# Got my first bow kill



## five.0 fisher (Jan 9, 2005)

Got her Friday morning at about 22-24 yards. She was quartering towards me. I got heart and one lung. What a thrill that I am thankful to have been blessed with experiencing. Sunday morning I had a huge buck come into my opening on the far side. I soon realised that I did not have my grunt with me and that he was not going to come into range. He was working a scrape which was awesome to witness in person. I put my bow in the holder and took out the camera. The pics are not great because I had to zoom in so far. I will get him. Needless to say, I am hooked and wont be doing much rifle hunting from now on.


----------



## devil1824 (Sep 4, 2010)

Welcome to the brotherhood!!! You are right about the rifle.


----------



## Hooked Up (May 23, 2004)

Congratulations! A job well done! Guy


----------



## Chunky (Oct 15, 2006)

Congrats on your deer.


----------



## wet dreams (May 21, 2004)

Congrats, if you've ever heard a deer grunt up close, this is something you can somewhat mimick with a drawn out burp. You don't have to be spot on with your grunt, they are curious to begin with. Maybe next time afterall thats what keeps us commn back for more...WW


----------



## Rack Ranch (May 25, 2004)

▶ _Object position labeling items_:
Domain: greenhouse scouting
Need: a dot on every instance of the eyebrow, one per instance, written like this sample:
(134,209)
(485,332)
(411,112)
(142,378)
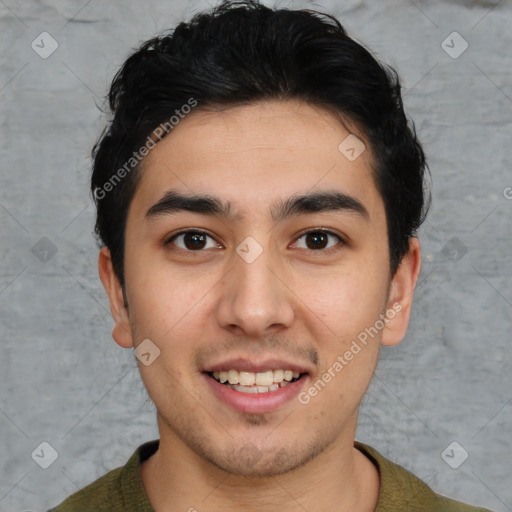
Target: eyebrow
(325,201)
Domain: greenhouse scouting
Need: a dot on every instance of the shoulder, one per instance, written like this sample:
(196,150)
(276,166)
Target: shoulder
(401,491)
(96,496)
(119,489)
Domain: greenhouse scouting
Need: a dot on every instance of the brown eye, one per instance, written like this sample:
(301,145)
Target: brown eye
(192,241)
(319,240)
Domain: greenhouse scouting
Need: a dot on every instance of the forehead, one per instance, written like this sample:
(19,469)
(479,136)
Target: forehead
(255,155)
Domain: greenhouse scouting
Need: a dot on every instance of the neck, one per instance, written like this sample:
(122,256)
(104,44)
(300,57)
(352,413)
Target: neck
(340,478)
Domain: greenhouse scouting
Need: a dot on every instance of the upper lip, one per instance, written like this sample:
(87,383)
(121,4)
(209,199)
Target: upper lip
(249,365)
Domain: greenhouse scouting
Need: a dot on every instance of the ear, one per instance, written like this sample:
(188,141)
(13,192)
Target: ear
(401,294)
(121,332)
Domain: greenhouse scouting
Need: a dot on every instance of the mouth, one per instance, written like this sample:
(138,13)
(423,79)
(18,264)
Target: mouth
(259,392)
(256,382)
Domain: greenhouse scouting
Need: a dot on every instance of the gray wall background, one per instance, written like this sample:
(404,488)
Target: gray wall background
(63,379)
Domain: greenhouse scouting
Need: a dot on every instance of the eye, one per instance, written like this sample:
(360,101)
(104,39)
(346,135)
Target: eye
(318,240)
(192,241)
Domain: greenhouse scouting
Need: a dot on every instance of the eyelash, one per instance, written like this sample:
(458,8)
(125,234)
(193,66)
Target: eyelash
(337,247)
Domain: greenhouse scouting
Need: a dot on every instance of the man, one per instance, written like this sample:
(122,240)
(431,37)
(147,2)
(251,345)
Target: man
(258,193)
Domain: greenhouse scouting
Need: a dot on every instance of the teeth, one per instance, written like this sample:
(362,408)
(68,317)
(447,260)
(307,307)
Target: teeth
(265,380)
(257,389)
(233,377)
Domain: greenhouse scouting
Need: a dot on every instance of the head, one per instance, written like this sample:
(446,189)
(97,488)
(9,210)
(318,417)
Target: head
(249,112)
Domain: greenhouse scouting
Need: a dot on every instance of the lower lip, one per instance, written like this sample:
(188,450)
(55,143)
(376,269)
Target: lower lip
(256,403)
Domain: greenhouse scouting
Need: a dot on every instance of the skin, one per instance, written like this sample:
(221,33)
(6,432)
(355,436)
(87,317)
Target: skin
(291,302)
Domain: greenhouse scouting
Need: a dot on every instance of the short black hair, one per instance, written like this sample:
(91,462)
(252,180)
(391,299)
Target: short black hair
(241,52)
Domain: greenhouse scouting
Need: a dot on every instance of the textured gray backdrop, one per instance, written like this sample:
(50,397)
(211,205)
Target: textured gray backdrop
(63,379)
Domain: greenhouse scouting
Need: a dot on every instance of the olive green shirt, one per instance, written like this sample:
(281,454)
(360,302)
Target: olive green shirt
(121,489)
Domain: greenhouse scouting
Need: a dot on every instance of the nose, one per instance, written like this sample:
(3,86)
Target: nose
(256,300)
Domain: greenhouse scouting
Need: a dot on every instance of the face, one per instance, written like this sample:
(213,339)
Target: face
(250,284)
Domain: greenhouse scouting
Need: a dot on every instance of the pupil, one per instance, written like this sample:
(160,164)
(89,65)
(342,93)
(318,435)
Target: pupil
(316,236)
(197,240)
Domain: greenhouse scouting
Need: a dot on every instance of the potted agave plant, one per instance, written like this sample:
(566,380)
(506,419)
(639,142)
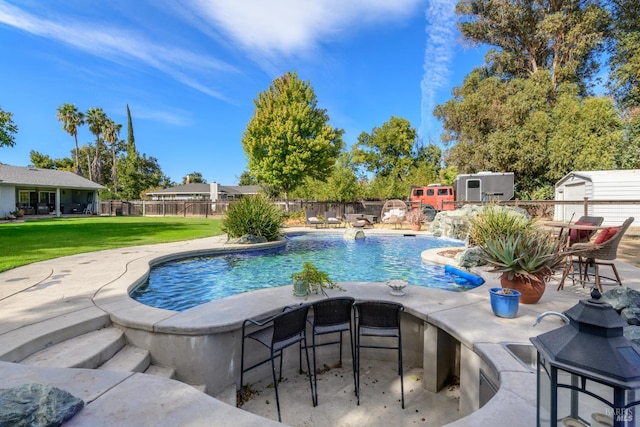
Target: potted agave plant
(526,259)
(311,280)
(504,302)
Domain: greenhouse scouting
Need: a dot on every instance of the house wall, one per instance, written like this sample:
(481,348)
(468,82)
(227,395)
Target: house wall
(7,200)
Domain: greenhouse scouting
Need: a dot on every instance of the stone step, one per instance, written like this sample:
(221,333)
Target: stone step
(85,351)
(161,371)
(130,359)
(200,387)
(20,343)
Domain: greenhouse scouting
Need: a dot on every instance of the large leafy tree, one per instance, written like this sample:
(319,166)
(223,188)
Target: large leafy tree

▶ _Written exercise_:
Write the next part of the forum thread about a first bow kill, picking up right after its last line.

▶ _Final result_:
Yea!! or maybe a snort wheeze since he was working a scrape... congrats on the deer and g-luck getting the buck...Walker



wet dreams said:


> Congrats, if you've ever heard a deer grunt up close, this is something you can somewhat mimick with a drawn out burp. You don't have to be spot on with your grunt, they are curious to begin with. Maybe next time afterall thats what keeps us commn back for more...WW


----------



## OrangeS30 (Jun 21, 2009)

Congrats! Still looking to get my first with a bow.


----------



## saltylady (Jun 30, 2010)

:cheers: Congrats on your Doe an good luck gettin tha Buck my hubby is an avid bowhunter hes addicted could have worse habit i guess:texasflag


----------



## atcfisherman (Oct 5, 2006)

Awesome and congrats on the harvest! Where do you hunt? Good luck on the buck and we have another one hooked on bow hunting.


----------



## five.0 fisher (Jan 9, 2005)

I hunt just west of Normangee off of OSR. We have 2600 acres and the Navasota River runs along the back of our lease.


----------



## Titus Bass (Dec 26, 2008)

WTG.....Thanks for the report.....


----------



## huntr4life (Apr 30, 2007)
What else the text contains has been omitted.